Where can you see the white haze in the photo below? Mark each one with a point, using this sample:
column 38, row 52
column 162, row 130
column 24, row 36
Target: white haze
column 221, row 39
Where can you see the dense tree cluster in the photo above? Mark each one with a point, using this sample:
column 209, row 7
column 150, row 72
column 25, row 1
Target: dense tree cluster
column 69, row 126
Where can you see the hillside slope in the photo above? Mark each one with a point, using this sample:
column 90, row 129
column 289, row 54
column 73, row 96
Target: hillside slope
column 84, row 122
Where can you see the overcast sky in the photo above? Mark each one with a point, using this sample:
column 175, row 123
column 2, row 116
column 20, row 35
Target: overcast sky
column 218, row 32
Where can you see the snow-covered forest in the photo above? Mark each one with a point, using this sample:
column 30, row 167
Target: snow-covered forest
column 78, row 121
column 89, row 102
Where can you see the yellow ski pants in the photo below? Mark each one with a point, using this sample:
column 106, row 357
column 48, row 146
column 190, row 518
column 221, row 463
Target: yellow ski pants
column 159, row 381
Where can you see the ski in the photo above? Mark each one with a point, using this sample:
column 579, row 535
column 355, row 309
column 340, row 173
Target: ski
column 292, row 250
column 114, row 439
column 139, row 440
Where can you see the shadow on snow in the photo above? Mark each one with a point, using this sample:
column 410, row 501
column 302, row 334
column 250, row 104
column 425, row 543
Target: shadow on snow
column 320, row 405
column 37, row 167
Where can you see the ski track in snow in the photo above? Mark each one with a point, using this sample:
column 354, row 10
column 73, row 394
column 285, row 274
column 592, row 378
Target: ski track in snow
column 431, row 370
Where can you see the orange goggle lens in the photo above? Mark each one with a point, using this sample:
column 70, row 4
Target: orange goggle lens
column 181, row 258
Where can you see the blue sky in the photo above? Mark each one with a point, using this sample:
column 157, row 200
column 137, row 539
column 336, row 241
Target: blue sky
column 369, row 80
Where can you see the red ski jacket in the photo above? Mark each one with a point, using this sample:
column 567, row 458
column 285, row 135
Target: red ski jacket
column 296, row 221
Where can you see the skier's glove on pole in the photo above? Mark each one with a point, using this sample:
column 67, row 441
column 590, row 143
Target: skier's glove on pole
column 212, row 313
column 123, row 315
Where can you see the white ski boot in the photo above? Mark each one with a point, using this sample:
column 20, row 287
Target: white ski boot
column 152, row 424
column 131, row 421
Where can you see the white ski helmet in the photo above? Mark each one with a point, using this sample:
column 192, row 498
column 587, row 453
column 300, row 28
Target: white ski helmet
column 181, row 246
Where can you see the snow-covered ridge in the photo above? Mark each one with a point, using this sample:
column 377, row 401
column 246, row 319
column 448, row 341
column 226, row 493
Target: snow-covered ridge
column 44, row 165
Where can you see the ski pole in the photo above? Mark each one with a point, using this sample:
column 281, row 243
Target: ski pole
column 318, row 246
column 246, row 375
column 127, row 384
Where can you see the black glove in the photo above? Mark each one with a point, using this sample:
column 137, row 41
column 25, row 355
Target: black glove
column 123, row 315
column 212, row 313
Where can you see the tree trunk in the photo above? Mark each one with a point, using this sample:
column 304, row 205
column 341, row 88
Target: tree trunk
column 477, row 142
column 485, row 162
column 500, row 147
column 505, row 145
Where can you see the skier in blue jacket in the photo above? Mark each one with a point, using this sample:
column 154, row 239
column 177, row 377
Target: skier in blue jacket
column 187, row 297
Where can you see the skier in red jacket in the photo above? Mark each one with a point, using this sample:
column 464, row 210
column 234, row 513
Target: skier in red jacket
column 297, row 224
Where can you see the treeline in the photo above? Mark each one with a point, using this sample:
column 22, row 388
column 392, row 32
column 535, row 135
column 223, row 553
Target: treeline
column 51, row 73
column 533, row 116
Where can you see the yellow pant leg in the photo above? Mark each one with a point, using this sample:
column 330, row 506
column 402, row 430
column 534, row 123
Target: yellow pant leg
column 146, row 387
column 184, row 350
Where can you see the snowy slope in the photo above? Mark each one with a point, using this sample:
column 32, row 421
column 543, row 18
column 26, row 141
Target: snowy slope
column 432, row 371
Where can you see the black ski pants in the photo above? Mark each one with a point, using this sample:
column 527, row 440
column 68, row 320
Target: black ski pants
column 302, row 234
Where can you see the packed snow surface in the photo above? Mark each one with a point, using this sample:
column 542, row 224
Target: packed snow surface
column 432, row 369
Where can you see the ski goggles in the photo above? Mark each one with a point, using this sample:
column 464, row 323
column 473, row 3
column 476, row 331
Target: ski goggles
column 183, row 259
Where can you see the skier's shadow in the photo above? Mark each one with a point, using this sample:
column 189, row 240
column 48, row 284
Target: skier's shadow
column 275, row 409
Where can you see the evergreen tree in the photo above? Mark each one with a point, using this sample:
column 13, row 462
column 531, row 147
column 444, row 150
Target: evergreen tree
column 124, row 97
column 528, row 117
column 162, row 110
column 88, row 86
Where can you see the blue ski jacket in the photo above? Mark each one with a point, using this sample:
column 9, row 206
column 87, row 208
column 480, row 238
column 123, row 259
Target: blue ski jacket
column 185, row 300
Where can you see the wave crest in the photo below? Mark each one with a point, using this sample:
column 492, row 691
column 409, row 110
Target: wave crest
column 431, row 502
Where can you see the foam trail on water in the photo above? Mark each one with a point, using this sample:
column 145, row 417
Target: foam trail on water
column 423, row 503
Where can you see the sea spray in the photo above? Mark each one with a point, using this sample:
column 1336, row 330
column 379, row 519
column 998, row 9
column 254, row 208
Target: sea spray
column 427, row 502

--------------------------------

* Exercise task *
Copy out only the lines from the one holding "Where can you see the evergreen" through the one holding "column 431, row 502", inclusive, swapping "blue ski jacket" for "red ski jacket" and keeping everything else the same.

* Worked answer *
Where can you see the evergreen tree in the photo above? Mark each one with a point, using this sample:
column 13, row 462
column 531, row 147
column 444, row 150
Target: evergreen tree
column 124, row 97
column 528, row 117
column 162, row 110
column 88, row 86
Where can you see the red ski jacket in the photo above? Mark each one with a point, using this sample:
column 9, row 206
column 87, row 208
column 480, row 238
column 123, row 259
Target: red ski jacket
column 185, row 300
Where can you see the wave crest in the photo below? Mark each one with a point, using this sample:
column 492, row 691
column 409, row 110
Target: wave crest
column 431, row 502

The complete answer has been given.